[Start of Attachment]
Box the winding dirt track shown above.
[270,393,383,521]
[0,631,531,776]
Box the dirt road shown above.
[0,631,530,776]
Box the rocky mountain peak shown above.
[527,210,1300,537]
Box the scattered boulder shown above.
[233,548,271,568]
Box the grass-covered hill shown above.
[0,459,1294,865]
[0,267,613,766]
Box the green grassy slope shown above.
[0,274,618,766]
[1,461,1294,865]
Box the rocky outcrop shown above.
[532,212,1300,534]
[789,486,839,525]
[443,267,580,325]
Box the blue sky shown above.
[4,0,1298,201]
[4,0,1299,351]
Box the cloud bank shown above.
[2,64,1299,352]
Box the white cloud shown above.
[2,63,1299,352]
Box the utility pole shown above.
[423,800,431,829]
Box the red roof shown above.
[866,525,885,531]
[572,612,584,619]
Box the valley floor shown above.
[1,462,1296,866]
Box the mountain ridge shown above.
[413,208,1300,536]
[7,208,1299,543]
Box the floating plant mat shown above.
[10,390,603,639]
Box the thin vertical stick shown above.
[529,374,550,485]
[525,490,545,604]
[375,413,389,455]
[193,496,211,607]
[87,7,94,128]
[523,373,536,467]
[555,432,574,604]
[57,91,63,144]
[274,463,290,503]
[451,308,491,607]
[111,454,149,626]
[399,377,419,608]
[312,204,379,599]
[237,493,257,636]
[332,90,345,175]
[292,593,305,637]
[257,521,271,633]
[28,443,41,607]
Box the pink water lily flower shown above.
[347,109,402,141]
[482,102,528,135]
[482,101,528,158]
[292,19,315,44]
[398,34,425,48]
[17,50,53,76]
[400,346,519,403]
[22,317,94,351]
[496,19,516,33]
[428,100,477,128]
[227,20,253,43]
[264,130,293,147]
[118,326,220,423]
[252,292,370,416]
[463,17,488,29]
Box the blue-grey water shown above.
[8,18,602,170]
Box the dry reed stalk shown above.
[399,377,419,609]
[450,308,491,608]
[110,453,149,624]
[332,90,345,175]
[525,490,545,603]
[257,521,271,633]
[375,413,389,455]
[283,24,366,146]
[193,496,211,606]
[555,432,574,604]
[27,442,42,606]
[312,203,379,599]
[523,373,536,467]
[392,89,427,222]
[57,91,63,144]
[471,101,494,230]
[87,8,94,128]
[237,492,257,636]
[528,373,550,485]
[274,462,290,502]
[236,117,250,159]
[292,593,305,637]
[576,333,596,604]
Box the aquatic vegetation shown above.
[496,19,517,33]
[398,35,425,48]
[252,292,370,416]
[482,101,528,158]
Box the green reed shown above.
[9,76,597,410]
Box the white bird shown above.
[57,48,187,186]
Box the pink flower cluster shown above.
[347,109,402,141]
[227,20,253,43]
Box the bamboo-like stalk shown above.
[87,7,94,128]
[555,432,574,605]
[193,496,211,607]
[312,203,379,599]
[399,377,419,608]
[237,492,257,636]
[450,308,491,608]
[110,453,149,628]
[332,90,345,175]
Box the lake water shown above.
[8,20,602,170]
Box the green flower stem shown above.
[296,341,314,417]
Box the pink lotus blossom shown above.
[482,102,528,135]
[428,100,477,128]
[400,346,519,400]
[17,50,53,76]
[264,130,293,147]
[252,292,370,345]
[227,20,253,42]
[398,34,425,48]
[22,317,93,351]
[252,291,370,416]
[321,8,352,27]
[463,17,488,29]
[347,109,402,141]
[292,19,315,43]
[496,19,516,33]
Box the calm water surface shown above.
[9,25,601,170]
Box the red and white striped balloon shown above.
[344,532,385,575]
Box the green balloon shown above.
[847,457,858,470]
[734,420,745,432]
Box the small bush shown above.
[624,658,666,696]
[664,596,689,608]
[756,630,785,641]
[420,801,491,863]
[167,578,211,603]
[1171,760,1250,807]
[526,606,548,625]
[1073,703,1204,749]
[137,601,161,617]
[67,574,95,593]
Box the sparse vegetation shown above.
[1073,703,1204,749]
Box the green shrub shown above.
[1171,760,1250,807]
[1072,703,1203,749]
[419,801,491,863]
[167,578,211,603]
[End of Attachment]
> [PROBLEM DETAILS]:
Output the listing above word for word.

> [RESPONSE]:
Box the winding dirt track shown above.
[270,393,383,521]
[0,631,531,776]
Box the dirt road shown above.
[0,631,530,776]
Box the rocky mountain peak shown above.
[527,210,1300,537]
Box the scattered boulder shown above.
[233,548,271,568]
Box the grass-covered hill shown above.
[0,459,1294,865]
[0,267,613,766]
Box the green grassy slope shown above.
[0,274,618,766]
[1,461,1294,865]
Box the rocky outcrop shown above.
[532,212,1300,534]
[789,486,839,525]
[443,267,580,325]
Box the blue sky shown above.
[4,0,1298,201]
[4,0,1299,351]
Box the cloud bank shown above.
[2,64,1299,352]
Box the white cloud shown above.
[2,63,1299,352]
Box the utility pole shown above.
[423,800,431,829]
Box the red roof shown above.
[866,525,885,531]
[572,612,584,619]
Box the valley floor shown above.
[1,462,1296,866]
Box the mountain ridge shown above.
[413,208,1300,536]
[7,208,1299,543]
Box the floating plant mat shown above.
[10,390,603,639]
Box the thin vertical stick shown above.
[529,374,550,485]
[525,490,545,604]
[375,413,389,455]
[193,496,211,607]
[87,7,94,128]
[523,373,536,467]
[555,432,574,604]
[57,91,63,144]
[274,463,290,503]
[451,308,491,607]
[111,454,149,626]
[399,377,419,608]
[312,204,379,599]
[237,493,257,636]
[332,90,345,175]
[292,593,305,637]
[257,521,271,633]
[28,443,41,607]
Box the pink water lily flower shown above.
[347,109,402,141]
[482,102,528,135]
[482,101,528,158]
[292,19,315,44]
[398,34,425,48]
[17,50,53,76]
[400,346,519,403]
[22,317,94,351]
[496,19,516,33]
[428,100,477,128]
[227,20,253,43]
[264,130,293,147]
[118,326,220,423]
[252,292,370,416]
[463,17,488,29]
Box the blue-grey water shown above.
[8,18,602,170]
Box the dry reed stalk shown above.
[399,377,419,609]
[450,308,491,608]
[110,453,149,624]
[332,90,345,175]
[525,490,545,603]
[257,521,271,633]
[375,413,389,455]
[283,24,366,146]
[193,496,211,606]
[555,432,574,604]
[27,442,42,606]
[312,203,379,599]
[523,373,536,467]
[392,89,427,222]
[57,91,63,144]
[471,101,494,230]
[87,8,94,128]
[237,492,257,636]
[528,373,550,485]
[274,462,290,502]
[236,117,250,159]
[292,593,305,637]
[576,333,596,604]
Box the aquatic vegetation shown above.
[496,19,517,33]
[398,35,425,48]
[252,292,370,416]
[482,101,528,158]
Box the green reed shown above.
[9,76,597,410]
Box the white bird shown above.
[57,48,187,186]
Box the pink flower cluster shown above.
[347,109,402,141]
[227,20,253,43]
Box the bamboo-like stalk shown above.
[87,7,94,128]
[555,432,574,605]
[193,496,211,607]
[312,203,379,599]
[399,377,419,608]
[237,492,257,636]
[450,308,491,608]
[110,453,149,628]
[332,90,345,175]
Box the lake water shown above.
[8,20,602,170]
Box the green flower stem shown above.
[296,341,314,417]
Box the pink lotus blossom shown above.
[482,102,528,135]
[428,100,477,128]
[400,346,519,400]
[17,50,53,76]
[264,130,293,147]
[252,292,370,345]
[227,20,253,42]
[398,34,425,48]
[22,317,93,351]
[252,291,370,416]
[321,8,352,27]
[463,17,488,29]
[347,109,402,141]
[292,19,315,43]
[496,19,516,33]
Box the calm water surface shown above.
[9,25,601,170]
Box the red and white striped balloon shown above.
[344,532,385,575]
Box the green balloon shown above.
[847,457,858,470]
[734,420,745,432]
Box the small bush shown above.
[624,658,666,696]
[664,596,689,608]
[756,630,785,641]
[420,801,491,863]
[167,578,211,603]
[1171,760,1250,807]
[526,606,548,625]
[1073,703,1204,749]
[137,601,161,617]
[67,574,95,593]
Box the sparse vegetation shown above.
[1073,703,1204,749]
Box the green shrub shown above.
[1171,760,1250,807]
[1072,703,1203,749]
[419,801,491,863]
[167,578,211,603]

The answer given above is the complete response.